Nurturing the Spirit of Global Fellowship

Happy New Year!  I hope you all have returned from your vacation refreshed and energized for a great 2006.

I had the honor of traveling to India to meet with Penn’s Asian alumni and their families. The experience filled me with awe and pride:  awe at a country that in 15 years has transformed itself into a flourishing economic and technological power; and pride in Penn’s global family, whose enthusiastic engagement with their alma mater confirmed my faith in the power of our Penn fellowship.

This month we celebrate the birthdays of two leaders who understood the power of fellowship to benefit society and uplift individual lives: Dr. Martin Luther King, Jr. who would have been 77 years old on January 15, and Benjamin Franklin, whose 300th birthday falls two days later.   

 Franklin, who believed that the aim of all learning is to serve humanity, used his knowledge to contribute to scientific progress and strengthen civic life. But rather than imposing his ideas on others, he introduced them avidly among friends and colleagues. Whether he was devising new street lamps, proposing a firefighting association, founding a university, or hammering out the specifics of a new government, Franklin mobilized group support and action to fulfill his vision for positive change.           

Dr. King’s inspiring words and courageous deeds stirred many to join him in risking their livelihoods and lives for justice and a new world order. The admirably diverse coalition that banded together during the Civil Rights movement took the first steps toward becoming what Dr. King described as a “beloved community.” Although his life was tragically cut short, he saw the seeds of this fellowship take root in action. We all are better for that fellowship and for the opportunity to carry Dr. King’s spirit forward in our actions.

We at Penn have been planting the seeds of global fellowship for many years. Penn was among the earliest of our Ivy peers to enroll international students. Today, we are proud to say, Penn boasts the largest percentage of such students. Our freshman class includes 281 students from 63 countries. Many of our schools and centers are engaged in vital research in Asia, Africa and Latin America and are collaborating with partner institutions, NGOs, and governments to solve problems in communities all over the world.

* **What you will do**:
[1] Turn the paragraph of the New Year letter that begins "We at Penn have been planting" into a short bulleted list that keeps its main facts.
[2] Duplicate the New Year letter word for word, from "We at Penn have" up to and including "over the world.".
Work only from the New Year letter.

* **Listed records**:

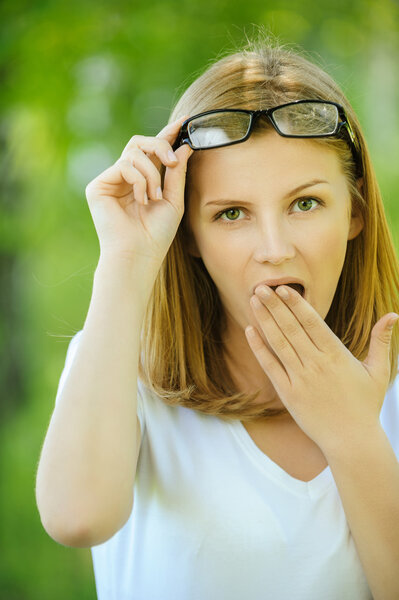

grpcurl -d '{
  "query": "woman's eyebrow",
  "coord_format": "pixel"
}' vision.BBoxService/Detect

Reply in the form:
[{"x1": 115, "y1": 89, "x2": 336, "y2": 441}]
[{"x1": 204, "y1": 179, "x2": 329, "y2": 208}]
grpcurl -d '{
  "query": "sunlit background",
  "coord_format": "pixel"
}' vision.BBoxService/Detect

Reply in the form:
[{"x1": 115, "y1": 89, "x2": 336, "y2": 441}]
[{"x1": 0, "y1": 0, "x2": 399, "y2": 600}]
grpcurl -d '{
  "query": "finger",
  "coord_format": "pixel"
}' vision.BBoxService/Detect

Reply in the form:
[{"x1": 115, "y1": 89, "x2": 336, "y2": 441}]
[
  {"x1": 276, "y1": 285, "x2": 342, "y2": 354},
  {"x1": 85, "y1": 159, "x2": 147, "y2": 204},
  {"x1": 245, "y1": 326, "x2": 287, "y2": 395},
  {"x1": 251, "y1": 295, "x2": 304, "y2": 375},
  {"x1": 119, "y1": 148, "x2": 162, "y2": 200},
  {"x1": 256, "y1": 285, "x2": 318, "y2": 356},
  {"x1": 163, "y1": 144, "x2": 194, "y2": 215},
  {"x1": 121, "y1": 117, "x2": 187, "y2": 169}
]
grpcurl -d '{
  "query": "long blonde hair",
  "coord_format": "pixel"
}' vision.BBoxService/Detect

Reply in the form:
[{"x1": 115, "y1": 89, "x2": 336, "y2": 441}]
[{"x1": 139, "y1": 34, "x2": 399, "y2": 421}]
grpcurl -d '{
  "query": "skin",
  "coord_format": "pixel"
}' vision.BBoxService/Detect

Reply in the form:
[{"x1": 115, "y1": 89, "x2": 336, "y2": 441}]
[{"x1": 186, "y1": 131, "x2": 363, "y2": 421}]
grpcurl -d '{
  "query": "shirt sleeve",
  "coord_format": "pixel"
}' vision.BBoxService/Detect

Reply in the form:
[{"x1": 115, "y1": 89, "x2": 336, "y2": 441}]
[{"x1": 380, "y1": 364, "x2": 399, "y2": 460}]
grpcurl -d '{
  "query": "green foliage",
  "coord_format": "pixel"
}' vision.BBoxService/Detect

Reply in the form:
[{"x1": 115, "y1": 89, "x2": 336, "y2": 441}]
[{"x1": 0, "y1": 0, "x2": 399, "y2": 600}]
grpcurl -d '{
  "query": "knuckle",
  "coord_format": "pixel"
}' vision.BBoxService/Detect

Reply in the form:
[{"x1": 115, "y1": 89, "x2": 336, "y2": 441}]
[
  {"x1": 285, "y1": 323, "x2": 298, "y2": 337},
  {"x1": 303, "y1": 315, "x2": 317, "y2": 329}
]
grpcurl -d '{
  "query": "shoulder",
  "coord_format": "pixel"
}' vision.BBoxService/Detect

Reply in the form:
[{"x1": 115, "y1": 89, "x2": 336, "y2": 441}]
[{"x1": 380, "y1": 371, "x2": 399, "y2": 459}]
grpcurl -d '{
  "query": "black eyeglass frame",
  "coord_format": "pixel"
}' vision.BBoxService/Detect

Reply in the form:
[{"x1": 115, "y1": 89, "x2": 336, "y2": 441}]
[{"x1": 172, "y1": 99, "x2": 363, "y2": 177}]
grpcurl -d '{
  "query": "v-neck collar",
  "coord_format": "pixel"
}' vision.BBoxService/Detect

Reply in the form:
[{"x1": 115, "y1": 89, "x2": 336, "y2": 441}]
[{"x1": 229, "y1": 419, "x2": 334, "y2": 498}]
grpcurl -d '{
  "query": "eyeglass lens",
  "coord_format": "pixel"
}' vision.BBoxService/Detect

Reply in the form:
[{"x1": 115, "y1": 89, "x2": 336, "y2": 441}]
[{"x1": 188, "y1": 102, "x2": 339, "y2": 148}]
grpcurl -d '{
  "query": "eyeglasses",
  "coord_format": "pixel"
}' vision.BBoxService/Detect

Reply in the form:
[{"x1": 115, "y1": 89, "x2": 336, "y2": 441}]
[{"x1": 173, "y1": 100, "x2": 362, "y2": 176}]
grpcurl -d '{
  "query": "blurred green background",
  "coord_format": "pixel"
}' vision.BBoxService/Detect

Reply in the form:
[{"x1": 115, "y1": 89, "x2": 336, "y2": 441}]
[{"x1": 0, "y1": 0, "x2": 399, "y2": 600}]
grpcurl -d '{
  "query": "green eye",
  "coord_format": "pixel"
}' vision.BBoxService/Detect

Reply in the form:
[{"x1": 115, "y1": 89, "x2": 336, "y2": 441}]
[{"x1": 215, "y1": 196, "x2": 325, "y2": 223}]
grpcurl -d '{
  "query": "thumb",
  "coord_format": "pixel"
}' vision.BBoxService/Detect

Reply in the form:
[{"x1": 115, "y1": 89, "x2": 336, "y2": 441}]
[
  {"x1": 163, "y1": 144, "x2": 194, "y2": 214},
  {"x1": 363, "y1": 313, "x2": 399, "y2": 376}
]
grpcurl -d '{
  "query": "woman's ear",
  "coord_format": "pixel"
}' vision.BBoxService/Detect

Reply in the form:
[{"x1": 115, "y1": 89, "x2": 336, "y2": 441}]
[{"x1": 348, "y1": 177, "x2": 364, "y2": 240}]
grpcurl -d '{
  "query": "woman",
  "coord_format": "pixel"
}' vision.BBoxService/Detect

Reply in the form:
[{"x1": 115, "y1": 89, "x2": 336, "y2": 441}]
[{"x1": 36, "y1": 34, "x2": 399, "y2": 600}]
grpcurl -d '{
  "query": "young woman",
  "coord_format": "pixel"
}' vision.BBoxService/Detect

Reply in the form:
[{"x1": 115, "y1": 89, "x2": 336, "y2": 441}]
[{"x1": 36, "y1": 39, "x2": 399, "y2": 600}]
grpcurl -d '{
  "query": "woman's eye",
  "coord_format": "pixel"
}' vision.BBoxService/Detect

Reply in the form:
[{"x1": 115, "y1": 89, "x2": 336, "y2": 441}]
[{"x1": 215, "y1": 196, "x2": 324, "y2": 223}]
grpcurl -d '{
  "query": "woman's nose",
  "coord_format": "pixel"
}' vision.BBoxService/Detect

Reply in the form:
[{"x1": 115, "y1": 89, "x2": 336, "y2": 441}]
[{"x1": 254, "y1": 223, "x2": 295, "y2": 263}]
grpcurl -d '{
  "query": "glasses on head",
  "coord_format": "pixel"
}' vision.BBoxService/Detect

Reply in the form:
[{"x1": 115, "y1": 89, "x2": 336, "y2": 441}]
[{"x1": 173, "y1": 100, "x2": 362, "y2": 176}]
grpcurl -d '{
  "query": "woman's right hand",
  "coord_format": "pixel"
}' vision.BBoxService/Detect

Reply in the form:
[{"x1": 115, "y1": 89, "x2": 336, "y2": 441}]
[{"x1": 85, "y1": 115, "x2": 194, "y2": 267}]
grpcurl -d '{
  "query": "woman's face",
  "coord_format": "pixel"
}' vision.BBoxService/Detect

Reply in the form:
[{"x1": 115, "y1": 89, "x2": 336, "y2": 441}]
[{"x1": 186, "y1": 131, "x2": 362, "y2": 384}]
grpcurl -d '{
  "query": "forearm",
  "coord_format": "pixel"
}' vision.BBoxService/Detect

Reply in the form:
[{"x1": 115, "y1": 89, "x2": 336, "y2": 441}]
[
  {"x1": 36, "y1": 262, "x2": 156, "y2": 533},
  {"x1": 326, "y1": 426, "x2": 399, "y2": 600}
]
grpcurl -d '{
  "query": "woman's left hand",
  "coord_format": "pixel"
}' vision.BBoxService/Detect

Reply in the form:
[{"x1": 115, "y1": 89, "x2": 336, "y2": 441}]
[{"x1": 245, "y1": 286, "x2": 396, "y2": 456}]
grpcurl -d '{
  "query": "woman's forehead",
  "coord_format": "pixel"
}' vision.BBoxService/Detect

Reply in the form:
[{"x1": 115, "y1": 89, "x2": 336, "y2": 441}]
[{"x1": 187, "y1": 132, "x2": 343, "y2": 191}]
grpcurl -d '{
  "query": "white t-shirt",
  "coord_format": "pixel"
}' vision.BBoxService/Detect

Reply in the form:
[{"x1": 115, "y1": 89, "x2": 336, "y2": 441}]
[{"x1": 57, "y1": 332, "x2": 399, "y2": 600}]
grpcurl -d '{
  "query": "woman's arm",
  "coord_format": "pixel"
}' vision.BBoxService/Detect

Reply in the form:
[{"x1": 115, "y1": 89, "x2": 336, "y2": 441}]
[
  {"x1": 36, "y1": 259, "x2": 156, "y2": 547},
  {"x1": 326, "y1": 427, "x2": 399, "y2": 600}
]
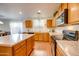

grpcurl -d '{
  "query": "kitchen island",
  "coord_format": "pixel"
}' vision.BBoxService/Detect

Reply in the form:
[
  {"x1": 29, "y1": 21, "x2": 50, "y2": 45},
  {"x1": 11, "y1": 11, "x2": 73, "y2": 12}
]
[
  {"x1": 51, "y1": 35, "x2": 79, "y2": 56},
  {"x1": 0, "y1": 34, "x2": 34, "y2": 56}
]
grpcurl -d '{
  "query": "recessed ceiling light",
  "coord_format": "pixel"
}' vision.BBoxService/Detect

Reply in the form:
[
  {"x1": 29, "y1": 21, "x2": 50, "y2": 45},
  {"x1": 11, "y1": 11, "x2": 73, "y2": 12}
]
[
  {"x1": 0, "y1": 21, "x2": 4, "y2": 24},
  {"x1": 38, "y1": 10, "x2": 41, "y2": 13},
  {"x1": 19, "y1": 11, "x2": 22, "y2": 15}
]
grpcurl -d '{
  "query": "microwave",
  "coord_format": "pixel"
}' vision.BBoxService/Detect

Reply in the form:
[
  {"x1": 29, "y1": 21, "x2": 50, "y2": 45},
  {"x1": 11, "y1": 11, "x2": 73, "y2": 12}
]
[{"x1": 56, "y1": 9, "x2": 68, "y2": 26}]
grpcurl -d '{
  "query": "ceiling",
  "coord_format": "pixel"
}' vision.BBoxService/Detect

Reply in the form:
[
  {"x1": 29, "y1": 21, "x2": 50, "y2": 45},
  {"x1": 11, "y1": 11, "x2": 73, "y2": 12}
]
[{"x1": 0, "y1": 3, "x2": 60, "y2": 20}]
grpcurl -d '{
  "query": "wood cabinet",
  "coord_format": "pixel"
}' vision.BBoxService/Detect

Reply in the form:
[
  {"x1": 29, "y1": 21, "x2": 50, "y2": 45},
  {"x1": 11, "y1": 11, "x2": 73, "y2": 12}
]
[
  {"x1": 35, "y1": 32, "x2": 49, "y2": 42},
  {"x1": 24, "y1": 20, "x2": 32, "y2": 28},
  {"x1": 13, "y1": 41, "x2": 26, "y2": 56},
  {"x1": 68, "y1": 3, "x2": 79, "y2": 24},
  {"x1": 0, "y1": 36, "x2": 34, "y2": 56},
  {"x1": 61, "y1": 3, "x2": 68, "y2": 11},
  {"x1": 47, "y1": 19, "x2": 52, "y2": 28},
  {"x1": 56, "y1": 44, "x2": 65, "y2": 56},
  {"x1": 26, "y1": 37, "x2": 34, "y2": 56}
]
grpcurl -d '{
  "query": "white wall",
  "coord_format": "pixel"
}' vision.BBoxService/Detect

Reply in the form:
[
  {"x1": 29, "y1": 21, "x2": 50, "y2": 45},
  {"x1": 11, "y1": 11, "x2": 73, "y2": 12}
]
[
  {"x1": 55, "y1": 25, "x2": 79, "y2": 33},
  {"x1": 0, "y1": 20, "x2": 10, "y2": 31}
]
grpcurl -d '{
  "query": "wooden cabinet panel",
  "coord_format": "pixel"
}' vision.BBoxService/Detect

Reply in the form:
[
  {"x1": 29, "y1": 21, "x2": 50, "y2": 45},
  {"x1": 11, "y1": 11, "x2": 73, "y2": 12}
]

* **Expected results**:
[1]
- Penn has been building global fellowship for many years.
- It was among the first Ivy schools to enroll international students.
- Today it has the largest percentage of international students among them.
- The freshman class includes 281 students from 63 countries.
- Many Penn schools and centers do research in Asia, Africa and Latin America.
- They work with partner institutions, NGOs and governments to solve problems in communities around the world.

[2]
We at Penn have been planting the seeds of global fellowship for many years. Penn was among the earliest of our Ivy peers to enroll international students. Today, we are proud to say, Penn boasts the largest percentage of such students. Our freshman class includes 281 students from 63 countries. Many of our schools and centers are engaged in vital research in Asia, Africa and Latin America and are collaborating with partner institutions, NGOs, and governments to solve problems in communities all over the world.